**Dataset content**
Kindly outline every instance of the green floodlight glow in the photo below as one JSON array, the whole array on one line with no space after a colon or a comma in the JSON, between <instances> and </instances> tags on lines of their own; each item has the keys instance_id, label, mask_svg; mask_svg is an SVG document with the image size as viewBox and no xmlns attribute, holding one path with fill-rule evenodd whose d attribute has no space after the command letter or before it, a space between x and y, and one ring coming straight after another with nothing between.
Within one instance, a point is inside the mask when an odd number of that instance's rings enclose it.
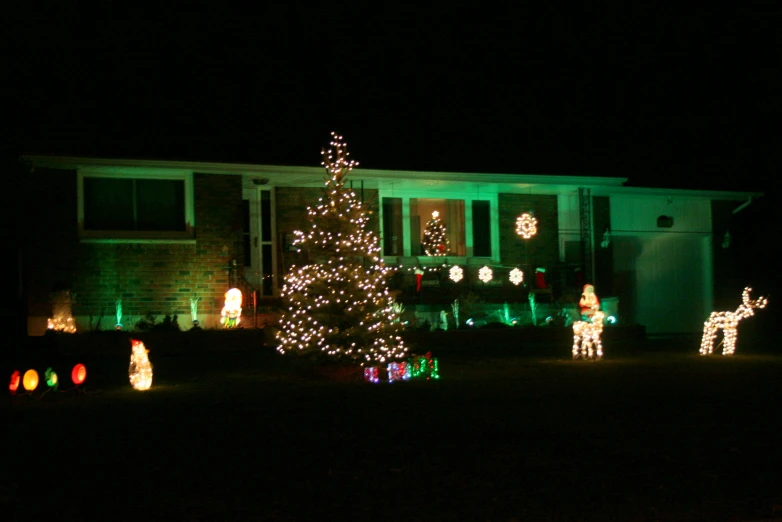
<instances>
[{"instance_id":1,"label":"green floodlight glow","mask_svg":"<svg viewBox=\"0 0 782 522\"><path fill-rule=\"evenodd\" d=\"M57 387L60 385L59 379L57 378L57 372L55 372L51 368L46 368L46 372L44 372L44 377L46 377L46 385L49 388L52 388L55 391L57 391Z\"/></svg>"}]
</instances>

**Directions for this task**
Pick out each line of the listing above that contains the string "green", and copy those lines in full.

**Written response**
Kindly outline every instance of the green floodlight glow in the photo below as one JSON array, the whole array on one line with no space after a colon or a comma in the JSON, between <instances> and </instances> tags on lines of their own; each item has the keys instance_id, label, mask_svg; mask_svg is an SVG document with the image size as viewBox and no xmlns attribute, holding one path with fill-rule evenodd whose d attribute has no space after the command letter or before it, a space between x and y, and one ring coming straight after another with nothing between.
[{"instance_id":1,"label":"green floodlight glow","mask_svg":"<svg viewBox=\"0 0 782 522\"><path fill-rule=\"evenodd\" d=\"M57 387L60 385L59 379L57 378L57 372L55 372L51 368L46 368L46 372L44 372L44 377L46 377L46 385L49 388L52 388L55 391L57 391Z\"/></svg>"}]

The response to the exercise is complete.